━━ DOCUMENT TEXT

Spectrophotometry

Spectrophotometry is based on the principle that most compounds in solution absorb light over certain ranges of wavelengths. It measures the decrease in intensity of light as the beam passes through the sample solution. It is widely used to determine component concentrations often combined with separation techniques such as HPLC.
Spectrophotometry

Spectrophotometry is a widely used method to determine how much of a substance is present in a sample solution by measuring the amount of light at a particular wavelength that is absorbed by the solution. 

How Does Spectrophotometry Work?

The basic principle is that most molecules absorb light over a certain range of wavelengths in the ultraviolet and visible regions of the spectrum (185 to 700nm).  A spectrophotometer consists of a light source, a monochromator or filter to select a wavelength band from the light which is then shone through a solution in a cell (cuvette) before being measured by a detector. The proportion of the light absorbed is used to obtain the level of an analyte in solution.

━━━━

[QUESTIONS TO ANSWER]
A - From the spectrophotometry text, return the passage that begins at the words "Spectrophotometry is based" and stops after the words "by the solution.", copied without any change.
B - Translate this sentence from the spectrophotometry text into Spanish: "The proportion of the light absorbed is used to obtain the level of an analyte in solution."
C - Extend the text on spectrophotometry by writing what comes after its final sentence.

━━ MATERIAL SUPPLIED

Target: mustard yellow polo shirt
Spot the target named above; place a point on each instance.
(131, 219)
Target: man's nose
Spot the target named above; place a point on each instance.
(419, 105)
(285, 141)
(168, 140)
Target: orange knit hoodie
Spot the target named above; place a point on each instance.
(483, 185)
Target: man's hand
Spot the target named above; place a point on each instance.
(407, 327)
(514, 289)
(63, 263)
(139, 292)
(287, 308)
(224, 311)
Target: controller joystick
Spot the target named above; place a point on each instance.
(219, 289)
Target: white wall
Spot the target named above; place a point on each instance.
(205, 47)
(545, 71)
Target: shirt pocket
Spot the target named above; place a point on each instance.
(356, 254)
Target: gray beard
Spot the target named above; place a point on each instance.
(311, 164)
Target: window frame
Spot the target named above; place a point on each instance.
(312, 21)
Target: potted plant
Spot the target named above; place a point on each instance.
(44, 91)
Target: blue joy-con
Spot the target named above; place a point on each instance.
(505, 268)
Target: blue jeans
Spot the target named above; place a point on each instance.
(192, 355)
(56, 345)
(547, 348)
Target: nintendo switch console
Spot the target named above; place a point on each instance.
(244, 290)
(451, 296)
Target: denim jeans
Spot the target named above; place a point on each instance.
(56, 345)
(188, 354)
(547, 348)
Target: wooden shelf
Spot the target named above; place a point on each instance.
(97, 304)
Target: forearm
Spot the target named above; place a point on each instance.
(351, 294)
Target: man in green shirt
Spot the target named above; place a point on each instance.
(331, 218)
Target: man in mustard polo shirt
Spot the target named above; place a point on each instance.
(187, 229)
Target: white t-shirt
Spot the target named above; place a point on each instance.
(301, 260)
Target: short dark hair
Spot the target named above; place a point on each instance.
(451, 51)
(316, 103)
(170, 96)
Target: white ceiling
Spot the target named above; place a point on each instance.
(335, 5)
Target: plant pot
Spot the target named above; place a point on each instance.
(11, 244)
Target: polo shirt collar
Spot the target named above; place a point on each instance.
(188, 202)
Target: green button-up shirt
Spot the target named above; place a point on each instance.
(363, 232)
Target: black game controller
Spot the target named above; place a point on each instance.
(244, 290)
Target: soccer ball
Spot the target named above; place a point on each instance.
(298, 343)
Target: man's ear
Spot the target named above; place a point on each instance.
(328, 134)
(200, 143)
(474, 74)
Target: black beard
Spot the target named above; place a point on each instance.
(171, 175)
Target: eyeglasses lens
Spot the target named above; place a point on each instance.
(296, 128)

━━━━
━━ MATERIAL SUPPLIED

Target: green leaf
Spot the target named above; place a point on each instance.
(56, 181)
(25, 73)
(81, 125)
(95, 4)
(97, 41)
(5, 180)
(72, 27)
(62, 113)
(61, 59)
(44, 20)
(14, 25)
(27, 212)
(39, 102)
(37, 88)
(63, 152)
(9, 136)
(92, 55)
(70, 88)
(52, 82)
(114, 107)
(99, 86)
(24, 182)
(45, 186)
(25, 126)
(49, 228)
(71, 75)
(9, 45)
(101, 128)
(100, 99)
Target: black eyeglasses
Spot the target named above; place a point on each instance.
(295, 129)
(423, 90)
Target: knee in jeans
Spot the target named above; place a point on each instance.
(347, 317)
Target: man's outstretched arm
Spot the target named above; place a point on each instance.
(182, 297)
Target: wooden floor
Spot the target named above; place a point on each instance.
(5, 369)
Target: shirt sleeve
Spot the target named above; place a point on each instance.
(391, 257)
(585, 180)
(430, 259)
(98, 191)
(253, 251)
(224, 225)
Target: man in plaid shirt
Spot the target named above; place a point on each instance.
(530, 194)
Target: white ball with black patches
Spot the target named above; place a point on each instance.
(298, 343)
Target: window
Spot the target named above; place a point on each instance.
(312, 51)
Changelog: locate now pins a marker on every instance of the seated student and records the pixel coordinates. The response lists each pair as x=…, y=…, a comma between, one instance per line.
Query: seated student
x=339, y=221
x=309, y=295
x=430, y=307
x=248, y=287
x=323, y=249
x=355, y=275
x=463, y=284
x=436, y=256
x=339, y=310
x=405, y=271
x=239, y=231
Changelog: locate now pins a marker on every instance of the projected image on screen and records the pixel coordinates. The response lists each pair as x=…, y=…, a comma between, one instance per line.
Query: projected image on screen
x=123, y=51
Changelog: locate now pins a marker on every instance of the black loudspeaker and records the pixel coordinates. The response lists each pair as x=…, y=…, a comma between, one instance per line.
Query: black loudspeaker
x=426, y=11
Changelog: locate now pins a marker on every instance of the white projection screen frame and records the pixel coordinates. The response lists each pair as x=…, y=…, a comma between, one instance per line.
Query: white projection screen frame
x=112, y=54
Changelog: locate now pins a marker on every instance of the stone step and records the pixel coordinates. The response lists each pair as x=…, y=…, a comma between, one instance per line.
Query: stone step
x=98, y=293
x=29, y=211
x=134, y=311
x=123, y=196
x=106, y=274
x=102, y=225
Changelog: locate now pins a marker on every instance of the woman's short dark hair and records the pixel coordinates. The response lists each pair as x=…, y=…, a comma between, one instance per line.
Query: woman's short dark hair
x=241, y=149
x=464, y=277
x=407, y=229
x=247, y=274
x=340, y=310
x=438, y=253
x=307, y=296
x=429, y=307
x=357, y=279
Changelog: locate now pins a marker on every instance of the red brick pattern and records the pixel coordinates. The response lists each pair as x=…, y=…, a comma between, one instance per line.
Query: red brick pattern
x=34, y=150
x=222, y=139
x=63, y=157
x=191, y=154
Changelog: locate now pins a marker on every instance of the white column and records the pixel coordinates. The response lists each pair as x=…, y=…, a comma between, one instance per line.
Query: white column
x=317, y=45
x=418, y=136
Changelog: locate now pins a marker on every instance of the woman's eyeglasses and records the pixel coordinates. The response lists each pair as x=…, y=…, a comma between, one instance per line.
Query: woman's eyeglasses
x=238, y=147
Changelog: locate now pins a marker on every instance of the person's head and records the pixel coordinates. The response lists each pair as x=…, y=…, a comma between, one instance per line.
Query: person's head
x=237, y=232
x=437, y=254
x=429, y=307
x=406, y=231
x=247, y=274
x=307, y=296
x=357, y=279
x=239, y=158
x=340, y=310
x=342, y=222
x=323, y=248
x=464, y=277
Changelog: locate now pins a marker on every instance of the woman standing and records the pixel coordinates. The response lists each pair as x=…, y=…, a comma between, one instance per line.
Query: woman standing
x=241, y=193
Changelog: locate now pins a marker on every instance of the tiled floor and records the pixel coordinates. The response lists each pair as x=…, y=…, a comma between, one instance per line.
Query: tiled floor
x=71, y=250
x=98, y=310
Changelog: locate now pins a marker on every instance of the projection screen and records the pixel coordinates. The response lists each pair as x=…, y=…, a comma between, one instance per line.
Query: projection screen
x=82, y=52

━━━━

[ANSWERS TO THE EXERCISE]
A -
Spectrophotometry is based on the principle that most compounds in solution absorb light over certain ranges of wavelengths. It measures the decrease in intensity of light as the beam passes through the sample solution. It is widely used to determine component concentrations often combined with separation techniques such as HPLC.
Spectrophotometry

Spectrophotometry is a widely used method to determine how much of a substance is present in a sample solution by measuring the amount of light at a particular wavelength that is absorbed by the solution.

B - La proporción de la luz absorbida se utiliza para obtener el nivel de un analito en solución.

C -
The amount of light of a particular wavelength absorbed as it passes through a sample by an analyte is proportional to the concentration of the analyte and the path length of the light through the solution. In general, the light absorbed by standard solutions is measured and the concentration of the sample determined from the calibration plot. As the absorption bands are quite broad there can be overlap from other components. To compensate for this a selection of intensity ratios and background corrections have been developed to correct the readings.

What Is Spectrophotometry For?

Spectrophotometry is used for the quantitative determination of a great variety of substances in solution. These range from water and waste water analysis, pharmaceutical quality control and food analysis, such as the grading of olive oil to meet European regulations ECC/2568/91 and 2472/97. Analytes measured include, among many others, metal ions, phosphate, sulphate, alkalinity, hardness and proteins, DNA and RNA. 

Why Would You Use Spectrophotometry?

Spectrophotometry is best used for the determination of one or more parameters on a routine basis. It provides an accurate, easy, quick and cheap method of analysis. Methods have been established and published for a very wide range of analytes. It can be used to measure from low concentrations up to minor constituents.  

Types Of Spectrophotometry 

Standard spectrophotometry is carried out using a bench-top instrument with cuvettes typically ranging from 0.1 to 10cm. However, the principle is also used in automated analysers capable of very rapid analyses and as a detector in HPLC using very low volume cells.

What Is The Impact Of Water Purity On Spectrophotometry?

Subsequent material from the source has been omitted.